* _WORK INSTRUCTIONS_
1 – Reproduce the part of the Vicksburg passage starting at "But a thousand" and ending at "the Confederacy together.", word for word.
2 – Answer these questions from the Vicksburg passage, one line each:
(a) How many river miles south of Vicksburg was Port Hudson?
(b) What position did John C. Pemberton hold?
(c) How many more men did President Davis send into the trenches around Port Hudson over the next two weeks?

* _PAGE_
The only positive for the Confederacy on that Friday evening, 1 May, 1863, was that the Commander of the Army of Mississippi,  Lieutenant General John C. Pemberton (above), had finally transferred his headquarters to Vicksburg (below).  But that change of perspective, which once might have salvaged the campaign for the rebels, had been converted by time and events into a recipe for disaster.
The nature of that disaster threw its first shadow across the strong point of Port Hudson, 200 river miles south of Vicksburg. This narrow choke point in the Mississippi, had been bypassed by Grant's capture of Grand Gulf and Port Hudson. So General Pemberton wired the commander of that post, 41 year old New Yorker,  Major General Franklin Kitchell Gardner, to bring his 2,000 man garrison  to Vicksburg, as quickly as possible.  It was the militarily sensible choice. With Vicksburg directly threatened, every man and gun would be needed to defend that vital point.
But a thousand miles away in Richmond, Virginia, 64 year old Confederate President, Jefferson Finis Davis (above), countermanded that order. He reminded  Pemberton, "To hold both Vicksburg and Port Hudson is necessary to a connection with the Trans-Mississippi."  Gardner and his 2,000 men would remain right where they were. Davis was right, of course. The South needed both points to stitch the Confederacy together. 
But it was also insanity.  The 2,000 man garrison was not strong enough to hold Port Hudson. But 2,000 more men might have made the difference at the upcoming battle of Champion's Hill (above).  Over the next 2 weeks President Davis would  frantically jam another 5,000 men into the trenches around Port Hudson.  If those 7,000 men had gone to Vicksburg, they might have held the place, freeing the rest of Pemberton's army to remain mobile, and block a siege. The conundrum has given birth to an endless game of what if's, which would keep armchair generals busy for the next 200 years.

* _DATA EXCERPTS_
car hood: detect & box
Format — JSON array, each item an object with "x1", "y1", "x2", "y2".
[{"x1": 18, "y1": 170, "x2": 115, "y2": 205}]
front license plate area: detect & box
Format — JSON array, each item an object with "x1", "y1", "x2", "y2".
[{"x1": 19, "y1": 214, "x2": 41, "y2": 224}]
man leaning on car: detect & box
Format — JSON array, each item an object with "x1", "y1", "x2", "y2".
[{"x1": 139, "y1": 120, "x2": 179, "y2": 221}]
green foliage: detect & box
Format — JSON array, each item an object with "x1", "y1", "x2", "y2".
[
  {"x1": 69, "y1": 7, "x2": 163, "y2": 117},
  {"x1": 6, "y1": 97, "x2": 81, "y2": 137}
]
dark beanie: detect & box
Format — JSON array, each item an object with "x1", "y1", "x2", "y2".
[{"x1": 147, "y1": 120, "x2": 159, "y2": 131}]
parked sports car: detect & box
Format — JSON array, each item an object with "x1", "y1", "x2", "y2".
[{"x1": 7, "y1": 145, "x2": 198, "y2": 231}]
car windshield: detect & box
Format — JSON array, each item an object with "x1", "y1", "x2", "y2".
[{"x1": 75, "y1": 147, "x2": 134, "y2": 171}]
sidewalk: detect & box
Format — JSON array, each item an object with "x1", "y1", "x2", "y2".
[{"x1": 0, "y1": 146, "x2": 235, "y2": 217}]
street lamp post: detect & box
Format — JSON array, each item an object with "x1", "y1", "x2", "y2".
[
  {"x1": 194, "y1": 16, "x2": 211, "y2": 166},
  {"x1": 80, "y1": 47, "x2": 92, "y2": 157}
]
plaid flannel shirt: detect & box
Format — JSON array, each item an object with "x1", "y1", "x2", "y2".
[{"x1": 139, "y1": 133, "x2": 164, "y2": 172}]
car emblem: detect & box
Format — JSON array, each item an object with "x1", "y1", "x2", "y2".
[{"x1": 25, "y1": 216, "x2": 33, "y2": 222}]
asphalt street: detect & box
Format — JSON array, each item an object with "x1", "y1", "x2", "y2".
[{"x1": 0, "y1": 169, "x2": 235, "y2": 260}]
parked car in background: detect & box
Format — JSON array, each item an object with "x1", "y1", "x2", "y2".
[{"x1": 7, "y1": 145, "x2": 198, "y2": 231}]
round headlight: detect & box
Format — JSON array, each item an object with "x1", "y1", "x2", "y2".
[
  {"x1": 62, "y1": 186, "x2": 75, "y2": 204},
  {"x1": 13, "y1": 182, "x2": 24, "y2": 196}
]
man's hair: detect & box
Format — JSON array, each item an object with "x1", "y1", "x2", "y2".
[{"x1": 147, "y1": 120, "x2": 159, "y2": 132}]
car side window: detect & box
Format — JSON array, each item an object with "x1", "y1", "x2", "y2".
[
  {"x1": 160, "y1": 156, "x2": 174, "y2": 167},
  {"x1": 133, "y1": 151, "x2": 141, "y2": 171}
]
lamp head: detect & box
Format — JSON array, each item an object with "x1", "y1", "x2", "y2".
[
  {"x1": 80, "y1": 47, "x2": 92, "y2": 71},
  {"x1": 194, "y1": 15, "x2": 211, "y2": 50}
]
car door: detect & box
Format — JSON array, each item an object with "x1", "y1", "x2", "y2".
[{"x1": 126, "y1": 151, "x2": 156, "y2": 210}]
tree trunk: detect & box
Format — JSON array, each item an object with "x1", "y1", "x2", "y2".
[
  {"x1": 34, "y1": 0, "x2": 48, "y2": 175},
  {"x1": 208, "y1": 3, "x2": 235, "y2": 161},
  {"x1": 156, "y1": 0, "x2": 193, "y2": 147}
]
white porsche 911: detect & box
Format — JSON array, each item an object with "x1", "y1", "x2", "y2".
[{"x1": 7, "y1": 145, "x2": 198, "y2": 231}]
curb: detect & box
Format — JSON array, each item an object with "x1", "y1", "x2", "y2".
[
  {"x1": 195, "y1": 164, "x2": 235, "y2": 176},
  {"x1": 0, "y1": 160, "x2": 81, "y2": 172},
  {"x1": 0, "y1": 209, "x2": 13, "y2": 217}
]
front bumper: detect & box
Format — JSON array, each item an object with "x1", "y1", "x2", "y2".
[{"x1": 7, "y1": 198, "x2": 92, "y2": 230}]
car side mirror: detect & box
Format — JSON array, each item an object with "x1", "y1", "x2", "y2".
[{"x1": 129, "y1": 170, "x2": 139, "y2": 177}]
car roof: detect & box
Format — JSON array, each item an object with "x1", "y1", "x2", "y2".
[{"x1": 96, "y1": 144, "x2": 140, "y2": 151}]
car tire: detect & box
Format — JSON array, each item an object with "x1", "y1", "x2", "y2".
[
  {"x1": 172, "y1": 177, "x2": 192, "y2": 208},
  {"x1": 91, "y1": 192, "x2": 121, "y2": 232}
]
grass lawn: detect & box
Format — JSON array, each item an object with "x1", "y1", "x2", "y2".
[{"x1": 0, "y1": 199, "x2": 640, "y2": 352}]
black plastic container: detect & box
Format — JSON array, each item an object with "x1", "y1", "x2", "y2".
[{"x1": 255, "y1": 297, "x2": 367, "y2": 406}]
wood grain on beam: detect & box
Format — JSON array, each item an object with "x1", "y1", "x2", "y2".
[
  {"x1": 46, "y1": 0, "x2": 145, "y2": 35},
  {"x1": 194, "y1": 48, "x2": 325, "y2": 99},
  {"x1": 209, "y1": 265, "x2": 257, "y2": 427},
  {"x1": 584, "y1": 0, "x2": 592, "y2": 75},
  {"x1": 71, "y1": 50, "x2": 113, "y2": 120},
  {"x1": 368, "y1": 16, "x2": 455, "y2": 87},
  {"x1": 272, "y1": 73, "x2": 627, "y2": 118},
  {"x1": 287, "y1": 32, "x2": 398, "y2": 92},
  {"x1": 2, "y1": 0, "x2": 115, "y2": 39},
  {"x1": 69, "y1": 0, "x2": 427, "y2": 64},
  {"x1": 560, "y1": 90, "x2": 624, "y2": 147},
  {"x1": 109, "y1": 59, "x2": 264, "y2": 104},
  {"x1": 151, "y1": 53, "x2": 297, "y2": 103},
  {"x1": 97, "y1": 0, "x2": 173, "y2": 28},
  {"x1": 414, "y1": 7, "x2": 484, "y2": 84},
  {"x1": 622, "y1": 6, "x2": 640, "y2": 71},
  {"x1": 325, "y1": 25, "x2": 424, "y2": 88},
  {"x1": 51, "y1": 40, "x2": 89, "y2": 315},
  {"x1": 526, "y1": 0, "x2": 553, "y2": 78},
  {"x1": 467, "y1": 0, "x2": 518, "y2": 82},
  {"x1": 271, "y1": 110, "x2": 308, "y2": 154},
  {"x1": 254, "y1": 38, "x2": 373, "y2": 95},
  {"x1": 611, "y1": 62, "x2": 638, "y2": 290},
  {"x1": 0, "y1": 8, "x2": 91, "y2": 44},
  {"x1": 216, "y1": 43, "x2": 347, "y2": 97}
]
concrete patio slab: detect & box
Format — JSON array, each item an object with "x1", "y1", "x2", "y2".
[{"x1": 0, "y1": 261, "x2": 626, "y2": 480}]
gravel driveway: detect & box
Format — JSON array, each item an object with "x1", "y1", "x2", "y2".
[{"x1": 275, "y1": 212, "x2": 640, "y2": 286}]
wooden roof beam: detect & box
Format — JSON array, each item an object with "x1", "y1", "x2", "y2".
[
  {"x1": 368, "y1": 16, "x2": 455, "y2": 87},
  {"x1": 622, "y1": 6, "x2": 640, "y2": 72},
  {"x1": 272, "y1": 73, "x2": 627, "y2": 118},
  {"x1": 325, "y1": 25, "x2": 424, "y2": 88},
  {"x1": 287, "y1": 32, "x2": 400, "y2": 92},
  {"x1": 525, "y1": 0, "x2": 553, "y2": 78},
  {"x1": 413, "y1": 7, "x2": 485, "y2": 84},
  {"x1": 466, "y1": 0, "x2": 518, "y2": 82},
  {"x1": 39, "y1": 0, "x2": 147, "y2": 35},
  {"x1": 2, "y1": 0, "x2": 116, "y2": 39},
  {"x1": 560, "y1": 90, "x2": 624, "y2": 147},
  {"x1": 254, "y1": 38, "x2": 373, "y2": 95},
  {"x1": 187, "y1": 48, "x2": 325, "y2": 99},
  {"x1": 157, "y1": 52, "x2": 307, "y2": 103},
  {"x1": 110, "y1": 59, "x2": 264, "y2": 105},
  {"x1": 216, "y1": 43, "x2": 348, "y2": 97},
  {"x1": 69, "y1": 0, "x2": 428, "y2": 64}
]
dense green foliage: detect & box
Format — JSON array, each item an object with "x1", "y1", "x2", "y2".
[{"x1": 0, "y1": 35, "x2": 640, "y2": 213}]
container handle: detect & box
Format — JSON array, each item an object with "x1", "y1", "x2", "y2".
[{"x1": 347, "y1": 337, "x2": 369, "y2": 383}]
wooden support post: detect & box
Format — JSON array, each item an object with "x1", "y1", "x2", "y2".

* _ANSWERS FOR THE EXERCISE_
1 –
But a thousand miles away in Richmond, Virginia, 64 year old Confederate President, Jefferson Finis Davis (above), countermanded that order. He reminded  Pemberton, "To hold both Vicksburg and Port Hudson is necessary to a connection with the Trans-Mississippi."  Gardner and his 2,000 men would remain right where they were. Davis was right, of course. The South needed both points to stitch the Confederacy together.

2 –
(a) 200 river miles
(b) Lieutenant General commanding the Army of Mississippi
(c) 5,000 men